Bloc de texte:
::::

Académique

Conseil

Libris

Alerte Greenwashing

Interview Bertrand Coty

Wilfrid de Conti, Axel Denis, vous publiez aux éditions Eyrolles : « Alerte Greenwashing ». Quelle est l’ampleur du phénomène aujourd’hui ?

Le greenwashing est un phénomène généralisé. Quiconque s’essaye à apporter un argument écologique ou une démarche de développement durable dans une communication commerciale est en proie à des réflexes malheureux au minimum, et parfois à de véritables stratégies de greenwashing. Une grande enquête de la DGCCRF (Direction générale de la concurrence, de la consommation et de la répression des fraudes) en 2023 montre qu’une entreprise sur quatre était en anomalie, ne respectant pas la réglementation en vigueur. C’est déjà énorme, mais elle ne prend pas en compte toutes les formes de greenwashing. La réalité va bien au-delà des allégations répréhensibles.

::::

Données fournies:
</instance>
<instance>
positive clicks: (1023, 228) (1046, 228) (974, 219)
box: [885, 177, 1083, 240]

::::

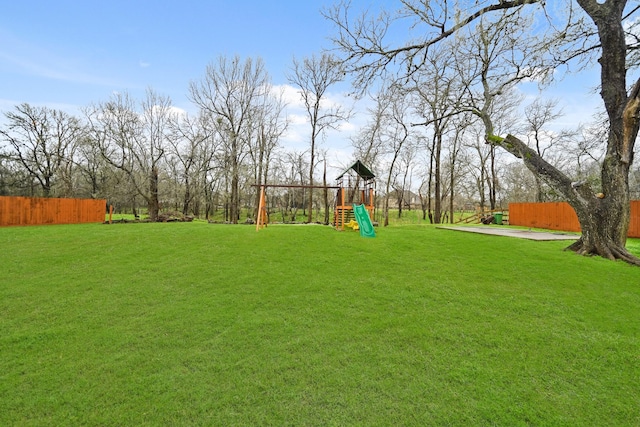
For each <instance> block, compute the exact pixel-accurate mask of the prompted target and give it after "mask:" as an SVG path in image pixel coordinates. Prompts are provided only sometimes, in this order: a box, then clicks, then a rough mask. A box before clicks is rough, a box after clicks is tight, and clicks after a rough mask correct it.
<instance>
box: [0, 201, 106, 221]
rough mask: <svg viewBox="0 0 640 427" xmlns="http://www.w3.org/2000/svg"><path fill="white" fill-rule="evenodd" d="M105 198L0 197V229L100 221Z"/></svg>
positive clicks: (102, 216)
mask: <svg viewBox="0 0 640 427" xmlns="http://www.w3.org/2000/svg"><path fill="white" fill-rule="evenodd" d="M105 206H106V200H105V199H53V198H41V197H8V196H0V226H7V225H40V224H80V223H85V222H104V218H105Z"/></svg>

::::

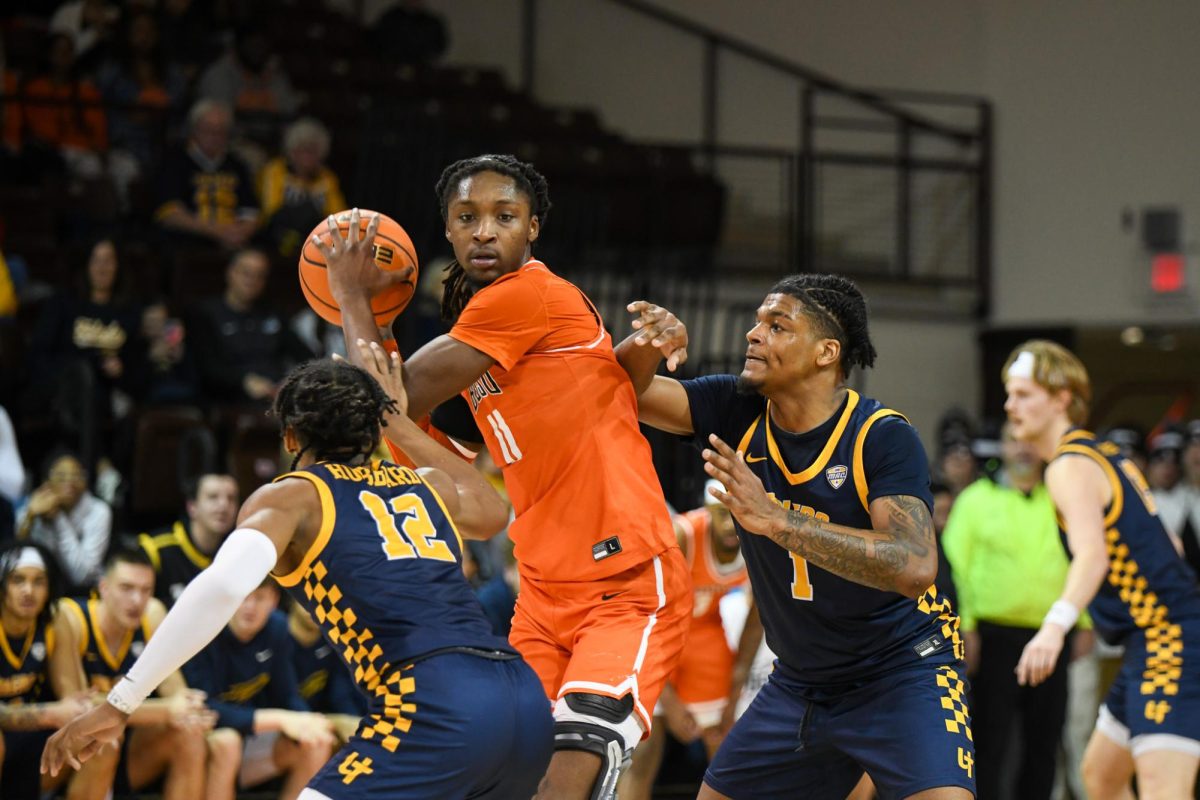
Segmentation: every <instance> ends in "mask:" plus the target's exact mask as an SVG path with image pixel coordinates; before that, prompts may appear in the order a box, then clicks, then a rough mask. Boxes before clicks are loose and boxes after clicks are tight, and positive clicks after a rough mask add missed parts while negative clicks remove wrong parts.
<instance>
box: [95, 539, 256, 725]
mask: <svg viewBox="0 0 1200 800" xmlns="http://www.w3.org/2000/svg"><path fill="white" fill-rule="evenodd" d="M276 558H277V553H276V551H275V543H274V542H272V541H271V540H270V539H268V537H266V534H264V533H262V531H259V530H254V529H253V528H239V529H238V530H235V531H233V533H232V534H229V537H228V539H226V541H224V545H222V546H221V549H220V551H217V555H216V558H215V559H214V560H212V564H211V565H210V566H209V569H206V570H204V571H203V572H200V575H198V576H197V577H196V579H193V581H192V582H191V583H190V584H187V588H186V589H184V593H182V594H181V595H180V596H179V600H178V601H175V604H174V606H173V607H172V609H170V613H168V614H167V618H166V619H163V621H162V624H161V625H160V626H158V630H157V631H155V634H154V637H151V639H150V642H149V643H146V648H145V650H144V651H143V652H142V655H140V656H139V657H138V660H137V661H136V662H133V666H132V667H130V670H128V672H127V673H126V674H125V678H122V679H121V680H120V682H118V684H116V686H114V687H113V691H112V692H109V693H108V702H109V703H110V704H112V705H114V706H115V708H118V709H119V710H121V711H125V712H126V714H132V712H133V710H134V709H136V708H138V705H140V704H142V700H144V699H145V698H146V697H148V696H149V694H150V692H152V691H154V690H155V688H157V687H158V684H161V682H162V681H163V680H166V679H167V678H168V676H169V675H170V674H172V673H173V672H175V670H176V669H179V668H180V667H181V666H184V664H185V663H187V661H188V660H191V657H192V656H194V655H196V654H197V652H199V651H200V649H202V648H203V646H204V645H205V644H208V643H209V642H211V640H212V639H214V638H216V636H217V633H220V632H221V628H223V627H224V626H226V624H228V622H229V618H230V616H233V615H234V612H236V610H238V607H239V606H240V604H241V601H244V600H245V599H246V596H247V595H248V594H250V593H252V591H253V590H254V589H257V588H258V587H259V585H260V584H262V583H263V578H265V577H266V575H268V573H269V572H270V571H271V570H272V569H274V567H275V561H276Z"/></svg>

::::

D'après les informations:
1 – Recopiez mot pour mot le passage de l'entretien sur le greenwashing compris entre « Interview Bertrand Coty » et « phénomène aujourd’hui ? », inclus.
2 – Quels noms de personnes figurent dans l'entretien sur le greenwashing ?
3 – D'après l'entretien sur le greenwashing, quelle proportion d'entreprises était en anomalie selon l'enquête de la DGCCRF de 2023 ?
Appuyez-vous uniquement sur l'entretien sur le greenwashing, sans recourir aux lignes.

Réponses par tâche:
1 –
Interview Bertrand Coty

Wilfrid de Conti, Axel Denis, vous publiez aux éditions Eyrolles : « Alerte Greenwashing ». Quelle est l’ampleur du phénomène aujourd’hui ?

2 – Bertrand Coty, Wilfrid de Conti, Axel Denis

3 – Une entreprise sur quatre.